## Required task 1
List the names of all the Python functions defined in the optimization example below.

## Document text
= = = = = = =
1. If $||x^{(r+1)}-x^{(r)}|| \leq \epsilon $ or $r\geq L$, then quit; otherwise, set $r=r+1$ and go to step 2

## Example
Let us use the above algorithm to solve the following constrained optimization problem:
$$
\min_{x, y} f(x, y) = (x-1)^2 + (y-2)^2 + xy
$$
subject to:
$$x \geq 1$$
$$y \geq 3$$

In [None]:
def f(x: float, y: float) -> float:
    """Computes the objective function value.

    Args:
        x (float): The x-coordinate.
        y (float): The y-coordinate.

    Returns:
        float: The computed function value.
    """
    return (x - 1)**2 + (y - 2)**2 + x * y

def grad_x(x: float, y: float) -> float:
    """Computes the partial derivative of f with respect to x.

    Args:
        x (float): The x-coordinate.
        y (float): The y-coordinate.

    Returns:
        float: The gradient component df/dx.
    """
    return 2 * (x - 1) + y

def grad_y(x: float, y: float) -> float:
    """Computes the partial derivative of f with respect to y.

    Args:
        x (float): The x-coordinate.
        y (float): The y-coordinate.

    Returns:
        float: The gradient component df/dy.
    """
    return 2 * (y - 2) + x

def ao_pgd(max_iters: int, tol: float, alpha_x: float, alpha_y: float) -> tuple[float, float, list[tuple[float, float]]]:
    """Performs alternating optimization projected gradient descent.

    Args:
        max_iters (int): Maximum number of iterations.
        tol (float): Convergence tolerance.
        alpha_x (float): Step size for x update.
        alpha_y (float): Step size for y update.

    Returns:
        tuple[float, float, list[tuple[float, float]]]:
            - The optimal x-coordinate.
            - The optimal y-coordinate.
            - A list of all (x, y) points visited during optimization.
    """
    # Initialize with a feasible point (x >= 1 and y >= 3)
    x, y = 5.0, 4.0
    # Store all iterations
    history = [(x, y)]
    print(f"Iter 0: x = {x:.4f}, y = {y:.4f}, f(x,y) = {f(x, y):.4f}, Constraint: {(x >= 1) and (y >= 3)}")

    for k in range(1, max_iters + 1):
        # Step 1: Fix y, update x
        x_temp = x - alpha_x * grad_x(x, y)
= = = = = = =
## Required task 2
Pull out every line of the entries that contains the string "person".

## Data for the task
= = = = = = =
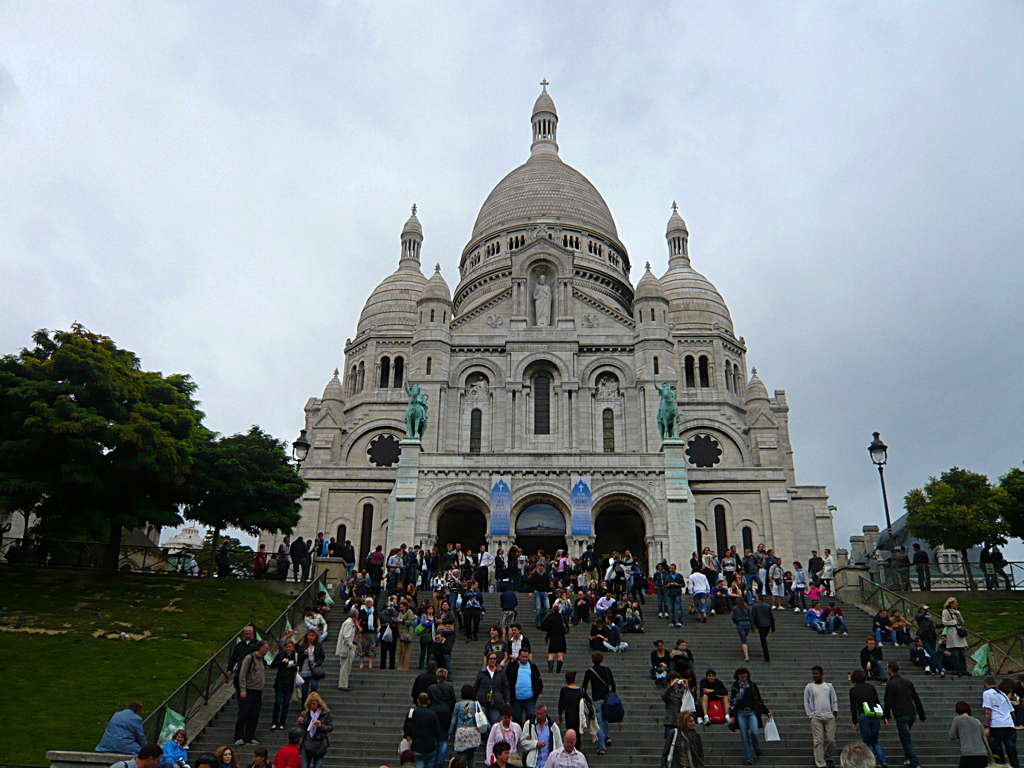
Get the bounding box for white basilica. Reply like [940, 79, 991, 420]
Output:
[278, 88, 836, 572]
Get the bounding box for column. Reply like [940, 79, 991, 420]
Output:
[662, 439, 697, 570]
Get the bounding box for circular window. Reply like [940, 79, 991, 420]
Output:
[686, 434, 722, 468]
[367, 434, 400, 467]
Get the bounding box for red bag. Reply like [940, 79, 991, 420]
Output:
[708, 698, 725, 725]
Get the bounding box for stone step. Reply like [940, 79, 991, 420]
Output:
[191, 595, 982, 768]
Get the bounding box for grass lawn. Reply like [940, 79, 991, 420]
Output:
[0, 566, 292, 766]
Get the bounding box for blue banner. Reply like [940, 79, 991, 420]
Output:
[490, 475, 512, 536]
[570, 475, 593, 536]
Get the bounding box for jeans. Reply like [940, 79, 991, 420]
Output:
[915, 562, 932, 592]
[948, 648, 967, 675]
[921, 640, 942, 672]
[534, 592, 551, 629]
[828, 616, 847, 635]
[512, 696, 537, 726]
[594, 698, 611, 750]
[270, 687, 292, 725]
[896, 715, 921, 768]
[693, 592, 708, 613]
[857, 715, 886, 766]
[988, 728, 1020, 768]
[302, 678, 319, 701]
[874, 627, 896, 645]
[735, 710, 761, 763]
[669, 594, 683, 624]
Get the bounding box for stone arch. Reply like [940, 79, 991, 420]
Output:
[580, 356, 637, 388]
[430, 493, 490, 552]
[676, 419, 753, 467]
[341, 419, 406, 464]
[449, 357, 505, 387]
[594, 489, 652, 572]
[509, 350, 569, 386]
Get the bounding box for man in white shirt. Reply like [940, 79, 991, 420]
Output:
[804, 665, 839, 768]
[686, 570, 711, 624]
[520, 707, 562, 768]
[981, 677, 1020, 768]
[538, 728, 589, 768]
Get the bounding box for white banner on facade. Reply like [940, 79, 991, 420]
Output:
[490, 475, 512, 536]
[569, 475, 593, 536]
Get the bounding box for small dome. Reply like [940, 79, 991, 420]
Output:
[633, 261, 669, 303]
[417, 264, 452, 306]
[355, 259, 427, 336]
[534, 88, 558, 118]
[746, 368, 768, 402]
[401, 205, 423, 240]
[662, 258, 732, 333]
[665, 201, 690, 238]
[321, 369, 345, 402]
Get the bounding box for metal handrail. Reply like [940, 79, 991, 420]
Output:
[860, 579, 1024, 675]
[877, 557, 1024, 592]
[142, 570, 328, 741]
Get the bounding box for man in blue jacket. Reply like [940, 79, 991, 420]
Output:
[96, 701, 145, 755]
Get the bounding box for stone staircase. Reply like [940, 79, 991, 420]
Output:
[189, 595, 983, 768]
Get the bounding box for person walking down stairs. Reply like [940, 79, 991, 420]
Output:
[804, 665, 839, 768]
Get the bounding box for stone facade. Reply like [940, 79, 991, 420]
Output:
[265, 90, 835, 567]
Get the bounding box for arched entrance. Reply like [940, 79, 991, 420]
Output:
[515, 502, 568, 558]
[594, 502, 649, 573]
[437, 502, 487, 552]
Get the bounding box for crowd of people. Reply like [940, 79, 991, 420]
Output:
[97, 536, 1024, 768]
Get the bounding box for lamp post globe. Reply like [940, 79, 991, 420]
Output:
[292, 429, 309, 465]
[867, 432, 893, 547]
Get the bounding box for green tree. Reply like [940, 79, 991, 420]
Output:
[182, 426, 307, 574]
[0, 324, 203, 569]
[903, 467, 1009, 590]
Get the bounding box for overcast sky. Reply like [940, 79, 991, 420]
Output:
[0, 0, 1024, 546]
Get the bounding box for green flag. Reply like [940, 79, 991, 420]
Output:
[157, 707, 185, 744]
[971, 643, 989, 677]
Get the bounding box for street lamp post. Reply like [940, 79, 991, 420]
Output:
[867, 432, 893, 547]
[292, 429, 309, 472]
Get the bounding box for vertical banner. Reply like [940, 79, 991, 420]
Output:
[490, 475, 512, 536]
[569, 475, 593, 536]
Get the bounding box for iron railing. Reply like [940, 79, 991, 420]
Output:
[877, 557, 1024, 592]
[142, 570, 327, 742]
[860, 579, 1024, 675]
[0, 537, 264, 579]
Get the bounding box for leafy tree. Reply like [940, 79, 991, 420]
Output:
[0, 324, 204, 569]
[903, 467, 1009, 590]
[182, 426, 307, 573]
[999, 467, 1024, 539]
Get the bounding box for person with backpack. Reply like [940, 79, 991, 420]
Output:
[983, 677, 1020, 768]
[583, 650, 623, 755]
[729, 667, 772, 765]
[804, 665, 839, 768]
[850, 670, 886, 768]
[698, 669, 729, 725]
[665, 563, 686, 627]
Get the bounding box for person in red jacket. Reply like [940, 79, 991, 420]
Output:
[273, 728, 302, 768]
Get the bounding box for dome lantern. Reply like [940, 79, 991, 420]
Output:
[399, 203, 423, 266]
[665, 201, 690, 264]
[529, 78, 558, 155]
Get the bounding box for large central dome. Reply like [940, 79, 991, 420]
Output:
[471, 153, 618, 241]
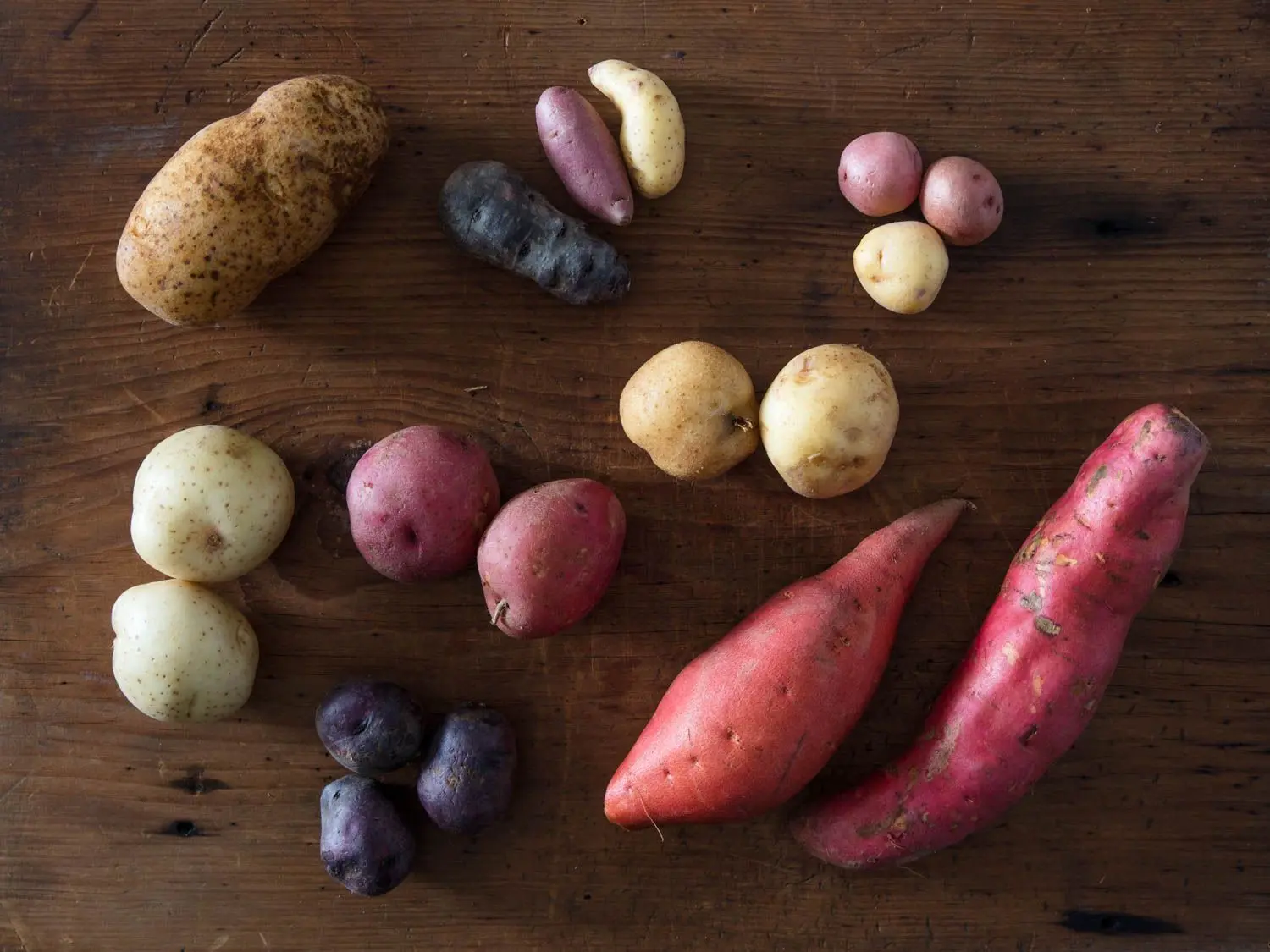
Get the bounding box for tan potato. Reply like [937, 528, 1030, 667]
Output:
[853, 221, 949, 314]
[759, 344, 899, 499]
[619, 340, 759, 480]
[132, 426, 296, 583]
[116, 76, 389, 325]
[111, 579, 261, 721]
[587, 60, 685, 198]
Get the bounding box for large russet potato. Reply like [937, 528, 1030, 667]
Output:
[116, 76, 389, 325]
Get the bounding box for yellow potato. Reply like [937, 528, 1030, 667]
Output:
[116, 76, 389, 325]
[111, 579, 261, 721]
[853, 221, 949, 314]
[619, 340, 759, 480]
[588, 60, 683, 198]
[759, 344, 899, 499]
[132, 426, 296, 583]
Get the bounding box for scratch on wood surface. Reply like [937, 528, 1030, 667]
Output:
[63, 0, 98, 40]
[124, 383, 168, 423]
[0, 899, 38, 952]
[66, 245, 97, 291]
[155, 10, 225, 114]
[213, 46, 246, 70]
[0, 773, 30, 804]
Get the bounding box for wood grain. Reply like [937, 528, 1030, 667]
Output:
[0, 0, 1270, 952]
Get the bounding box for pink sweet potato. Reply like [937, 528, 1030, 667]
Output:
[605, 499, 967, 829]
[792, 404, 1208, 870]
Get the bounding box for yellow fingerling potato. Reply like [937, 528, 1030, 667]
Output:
= = = = = = =
## Worked solution 1
f, grad_x, grad_y, ao_pgd

## Worked solution 2
Get the bounding box for person walking down stairs. Reply like [940, 79, 991, 420]
Get the bounding box for person with backpack. Reply like [940, 79, 991, 420]
Get the bounding box for person in red jacket. Reply like [940, 79, 991, 420]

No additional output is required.